_Materials provided_
--*--
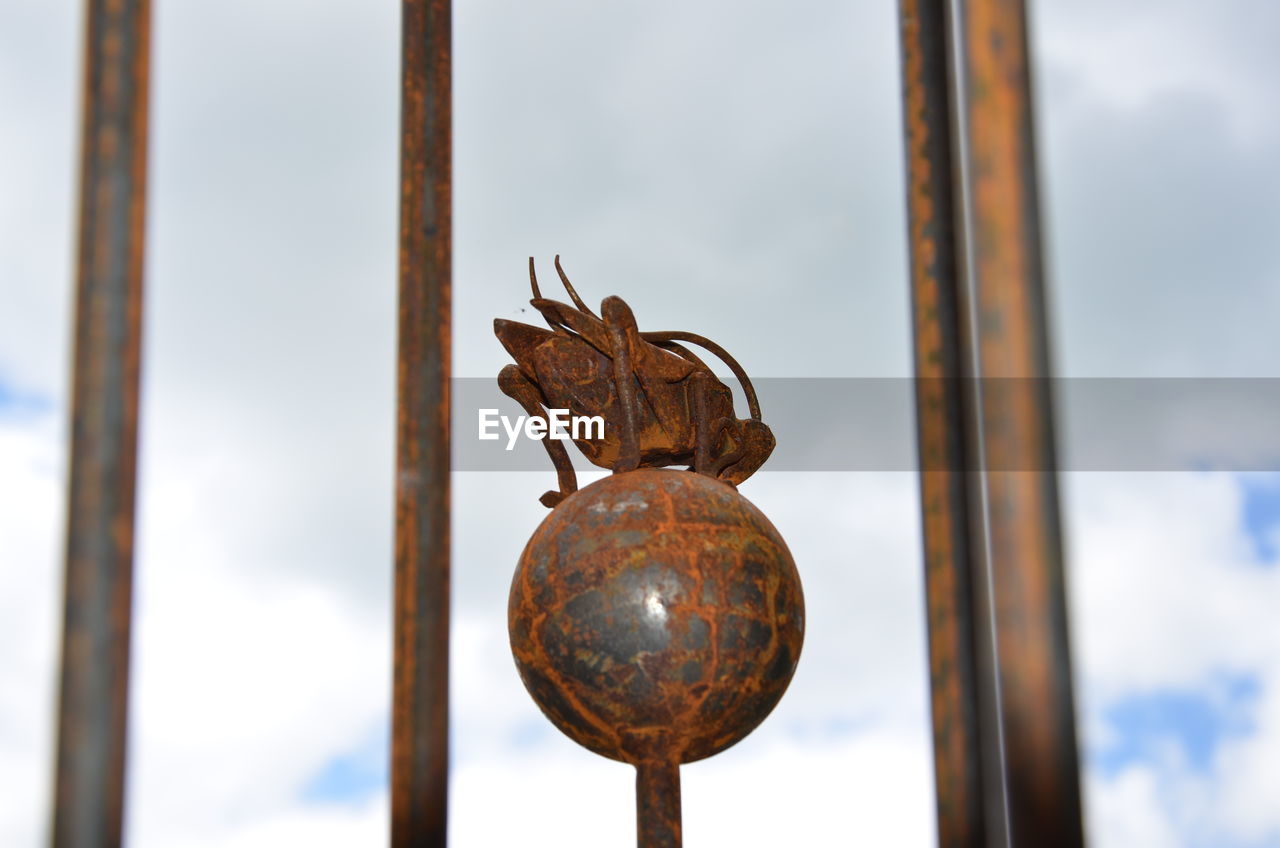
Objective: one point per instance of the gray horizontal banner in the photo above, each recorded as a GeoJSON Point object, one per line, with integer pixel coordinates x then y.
{"type": "Point", "coordinates": [868, 424]}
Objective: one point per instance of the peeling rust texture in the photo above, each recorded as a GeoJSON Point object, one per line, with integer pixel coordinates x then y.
{"type": "Point", "coordinates": [88, 794]}
{"type": "Point", "coordinates": [965, 738]}
{"type": "Point", "coordinates": [657, 618]}
{"type": "Point", "coordinates": [421, 651]}
{"type": "Point", "coordinates": [1024, 537]}
{"type": "Point", "coordinates": [659, 402]}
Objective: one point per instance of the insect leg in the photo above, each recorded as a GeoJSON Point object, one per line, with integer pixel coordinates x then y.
{"type": "Point", "coordinates": [521, 390]}
{"type": "Point", "coordinates": [703, 434]}
{"type": "Point", "coordinates": [621, 326]}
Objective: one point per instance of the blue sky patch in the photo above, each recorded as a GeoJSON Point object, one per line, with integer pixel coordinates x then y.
{"type": "Point", "coordinates": [356, 775]}
{"type": "Point", "coordinates": [1193, 720]}
{"type": "Point", "coordinates": [1261, 514]}
{"type": "Point", "coordinates": [14, 401]}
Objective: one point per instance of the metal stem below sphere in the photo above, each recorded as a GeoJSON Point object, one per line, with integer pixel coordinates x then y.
{"type": "Point", "coordinates": [658, 805]}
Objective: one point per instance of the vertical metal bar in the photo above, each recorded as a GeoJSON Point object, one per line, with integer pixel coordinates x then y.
{"type": "Point", "coordinates": [968, 776]}
{"type": "Point", "coordinates": [88, 794]}
{"type": "Point", "coordinates": [421, 678]}
{"type": "Point", "coordinates": [658, 819]}
{"type": "Point", "coordinates": [1024, 536]}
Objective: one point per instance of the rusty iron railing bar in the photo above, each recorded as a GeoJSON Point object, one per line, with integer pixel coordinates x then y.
{"type": "Point", "coordinates": [1018, 443]}
{"type": "Point", "coordinates": [88, 793]}
{"type": "Point", "coordinates": [968, 774]}
{"type": "Point", "coordinates": [420, 714]}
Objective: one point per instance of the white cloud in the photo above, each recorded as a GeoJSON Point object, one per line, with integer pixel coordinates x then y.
{"type": "Point", "coordinates": [1166, 596]}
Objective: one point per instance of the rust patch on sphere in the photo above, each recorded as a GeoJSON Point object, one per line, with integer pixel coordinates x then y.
{"type": "Point", "coordinates": [656, 615]}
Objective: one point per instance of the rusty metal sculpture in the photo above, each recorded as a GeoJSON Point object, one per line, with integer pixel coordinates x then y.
{"type": "Point", "coordinates": [661, 404]}
{"type": "Point", "coordinates": [656, 616]}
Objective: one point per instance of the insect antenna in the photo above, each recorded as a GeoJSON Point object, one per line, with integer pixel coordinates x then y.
{"type": "Point", "coordinates": [568, 287]}
{"type": "Point", "coordinates": [533, 279]}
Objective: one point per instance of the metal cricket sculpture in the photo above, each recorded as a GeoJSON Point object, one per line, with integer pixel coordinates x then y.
{"type": "Point", "coordinates": [656, 615]}
{"type": "Point", "coordinates": [661, 404]}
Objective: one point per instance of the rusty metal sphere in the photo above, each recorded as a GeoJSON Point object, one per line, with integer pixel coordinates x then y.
{"type": "Point", "coordinates": [656, 615]}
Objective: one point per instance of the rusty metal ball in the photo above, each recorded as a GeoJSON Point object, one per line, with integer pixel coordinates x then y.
--*--
_Directions for this task_
Each line above is to be copied exactly, and the pictures are to be dropped.

_Response to this task_
Objective: one point per instance of the gray horizontal banner in the photo above, each recorded as a GeoJSON Point object, one per line, with integer pixel coordinates x then y.
{"type": "Point", "coordinates": [868, 424]}
Objective: one point per instance of the peeling rust texture in the photo above, each recorded as a GeoJSON Point object, one per line, with integer pixel coordinates x then y.
{"type": "Point", "coordinates": [88, 794]}
{"type": "Point", "coordinates": [965, 738]}
{"type": "Point", "coordinates": [657, 618]}
{"type": "Point", "coordinates": [421, 651]}
{"type": "Point", "coordinates": [1024, 537]}
{"type": "Point", "coordinates": [659, 402]}
Objective: one point per instance of the insect leg in the photo above, each recorded as a GeoJSON Point object, one per line, with integer pixel coordinates x then y.
{"type": "Point", "coordinates": [521, 390]}
{"type": "Point", "coordinates": [703, 434]}
{"type": "Point", "coordinates": [621, 326]}
Objective: one point per instance of the blue sky patch in the photo above, each recorded as a GeoJSON Point object, one per line, with integer pixel coordinates x then y.
{"type": "Point", "coordinates": [356, 775]}
{"type": "Point", "coordinates": [1193, 720]}
{"type": "Point", "coordinates": [1261, 514]}
{"type": "Point", "coordinates": [14, 401]}
Objective: one point per instance of the metal stem below sphere in the photo above, each recorded as a GeoJSON Point object, one per line, with integer pixel coordinates x then y.
{"type": "Point", "coordinates": [658, 805]}
Objective: one point per instance of the vertical metal bar in the photo above, each recorded as a GeoJSON Point object, one per line, with integer pixel coordinates x then y.
{"type": "Point", "coordinates": [968, 776]}
{"type": "Point", "coordinates": [88, 794]}
{"type": "Point", "coordinates": [421, 678]}
{"type": "Point", "coordinates": [658, 819]}
{"type": "Point", "coordinates": [1024, 536]}
Objective: one point per instance of the rusty iron railing bar in the photo above, each recorded as a GeoJSON Point object, one per line, with integer pixel coordinates x then y.
{"type": "Point", "coordinates": [1018, 443]}
{"type": "Point", "coordinates": [88, 793]}
{"type": "Point", "coordinates": [968, 774]}
{"type": "Point", "coordinates": [420, 714]}
Objective: one point per instance of the white cloud in the photo above, each recorded as a GeoJSON Point object, one per line, with integer pixel coordinates x then y.
{"type": "Point", "coordinates": [1166, 596]}
Objective: one point per instance of the rust patch on sphere in the photo above, each recorded as a GeoJSON Point object, one per line, with integer pixel coordinates x then y.
{"type": "Point", "coordinates": [656, 615]}
Objective: one point per instance of the rusty metal sculpture in the photo above, each recorded as a GeoJSON Point object, one per line, with integer pixel coordinates x then y.
{"type": "Point", "coordinates": [661, 404]}
{"type": "Point", "coordinates": [656, 616]}
Objective: one point per instance of the insect antenna in the photo above, each recorded as a GeoJSON Point object, one per line, with integer pixel coordinates x then y.
{"type": "Point", "coordinates": [568, 287]}
{"type": "Point", "coordinates": [533, 279]}
Objective: one point per instance of the metal cricket sculpture in the photo above, each recorded as a GeoJSON Point object, one per line, with integer pixel coordinates x then y.
{"type": "Point", "coordinates": [656, 615]}
{"type": "Point", "coordinates": [661, 404]}
Objective: one point per instance of the rusty metal sphere in the photo above, each recorded as a GeoJSON Point object, one per line, with integer pixel coordinates x then y.
{"type": "Point", "coordinates": [656, 615]}
Objective: one point per instance of the rusty metal ball in the photo above, each recorded as a GeoJSON Point object, one per line, with integer pixel coordinates x then y.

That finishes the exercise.